● Task
Find the string "strip" in the material. Copy every line that has it.

● Records for processing
:::

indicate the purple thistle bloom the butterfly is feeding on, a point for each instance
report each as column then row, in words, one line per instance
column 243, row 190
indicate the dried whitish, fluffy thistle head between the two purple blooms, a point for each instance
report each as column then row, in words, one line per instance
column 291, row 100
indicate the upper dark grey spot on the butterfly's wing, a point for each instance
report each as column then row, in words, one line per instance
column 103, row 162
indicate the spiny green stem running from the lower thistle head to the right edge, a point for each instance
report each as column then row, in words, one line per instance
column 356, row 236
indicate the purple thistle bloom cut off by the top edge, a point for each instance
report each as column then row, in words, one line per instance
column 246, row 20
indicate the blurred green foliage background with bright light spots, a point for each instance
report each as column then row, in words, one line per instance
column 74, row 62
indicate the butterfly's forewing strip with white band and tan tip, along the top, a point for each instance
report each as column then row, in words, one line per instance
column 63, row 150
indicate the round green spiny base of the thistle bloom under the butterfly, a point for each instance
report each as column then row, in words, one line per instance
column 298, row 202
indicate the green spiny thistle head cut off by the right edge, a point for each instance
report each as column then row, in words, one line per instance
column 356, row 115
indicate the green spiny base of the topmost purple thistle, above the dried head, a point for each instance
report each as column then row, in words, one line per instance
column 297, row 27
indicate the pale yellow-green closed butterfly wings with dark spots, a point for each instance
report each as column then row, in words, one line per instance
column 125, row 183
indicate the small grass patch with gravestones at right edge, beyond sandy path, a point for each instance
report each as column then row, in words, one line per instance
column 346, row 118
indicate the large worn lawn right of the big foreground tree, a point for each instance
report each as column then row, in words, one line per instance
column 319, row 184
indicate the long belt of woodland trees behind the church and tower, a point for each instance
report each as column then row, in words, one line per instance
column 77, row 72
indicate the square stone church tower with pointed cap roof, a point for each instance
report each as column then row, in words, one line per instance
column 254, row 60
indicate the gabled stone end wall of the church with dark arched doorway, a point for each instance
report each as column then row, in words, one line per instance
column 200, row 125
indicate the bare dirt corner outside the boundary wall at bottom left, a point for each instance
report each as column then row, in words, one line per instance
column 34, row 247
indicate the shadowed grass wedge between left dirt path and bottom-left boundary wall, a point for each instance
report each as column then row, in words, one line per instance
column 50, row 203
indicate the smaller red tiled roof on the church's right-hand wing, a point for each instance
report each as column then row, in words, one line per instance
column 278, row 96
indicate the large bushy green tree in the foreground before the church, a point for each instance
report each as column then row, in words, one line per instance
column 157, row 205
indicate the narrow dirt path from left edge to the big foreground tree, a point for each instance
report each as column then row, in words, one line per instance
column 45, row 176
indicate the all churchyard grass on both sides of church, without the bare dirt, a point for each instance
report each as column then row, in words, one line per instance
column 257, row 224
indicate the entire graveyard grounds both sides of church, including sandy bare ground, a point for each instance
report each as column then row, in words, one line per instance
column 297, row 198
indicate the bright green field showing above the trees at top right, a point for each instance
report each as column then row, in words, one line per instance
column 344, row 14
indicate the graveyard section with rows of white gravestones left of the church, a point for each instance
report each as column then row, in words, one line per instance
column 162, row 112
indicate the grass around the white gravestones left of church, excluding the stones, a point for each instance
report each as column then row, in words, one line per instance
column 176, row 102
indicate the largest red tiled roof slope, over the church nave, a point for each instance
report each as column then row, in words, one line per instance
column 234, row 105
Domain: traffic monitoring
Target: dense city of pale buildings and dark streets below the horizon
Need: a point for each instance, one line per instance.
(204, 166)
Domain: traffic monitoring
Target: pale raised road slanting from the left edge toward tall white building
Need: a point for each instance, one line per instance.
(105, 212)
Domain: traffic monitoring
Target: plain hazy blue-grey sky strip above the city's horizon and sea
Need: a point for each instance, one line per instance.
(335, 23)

:::

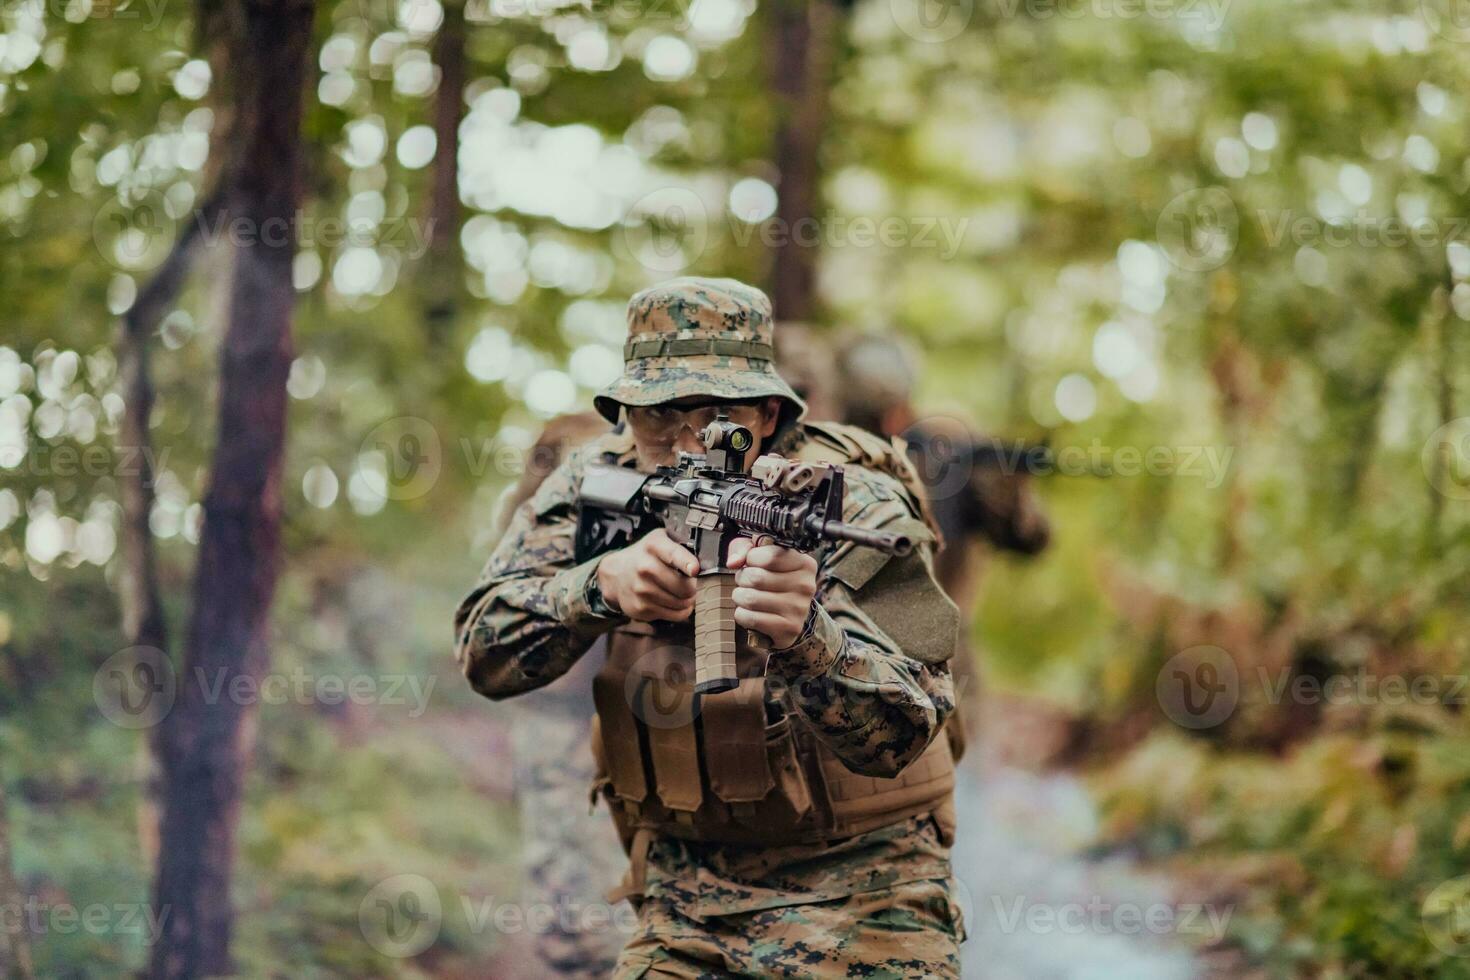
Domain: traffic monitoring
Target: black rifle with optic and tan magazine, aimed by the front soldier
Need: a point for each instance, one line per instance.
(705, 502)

:::

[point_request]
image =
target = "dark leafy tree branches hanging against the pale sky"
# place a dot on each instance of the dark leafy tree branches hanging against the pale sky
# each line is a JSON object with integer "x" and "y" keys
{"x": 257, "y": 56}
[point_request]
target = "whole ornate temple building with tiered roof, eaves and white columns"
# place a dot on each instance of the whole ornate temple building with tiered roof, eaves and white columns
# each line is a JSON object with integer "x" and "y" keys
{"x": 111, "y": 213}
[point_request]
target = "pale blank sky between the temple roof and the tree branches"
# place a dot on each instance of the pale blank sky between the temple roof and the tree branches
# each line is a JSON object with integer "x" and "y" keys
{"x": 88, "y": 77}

:::

● Task answer
indicate the butterfly's forewing strip with white band and tan tip, along the top, a point for each instance
Target: plain hazy blue-grey sky strip above the city's horizon and sea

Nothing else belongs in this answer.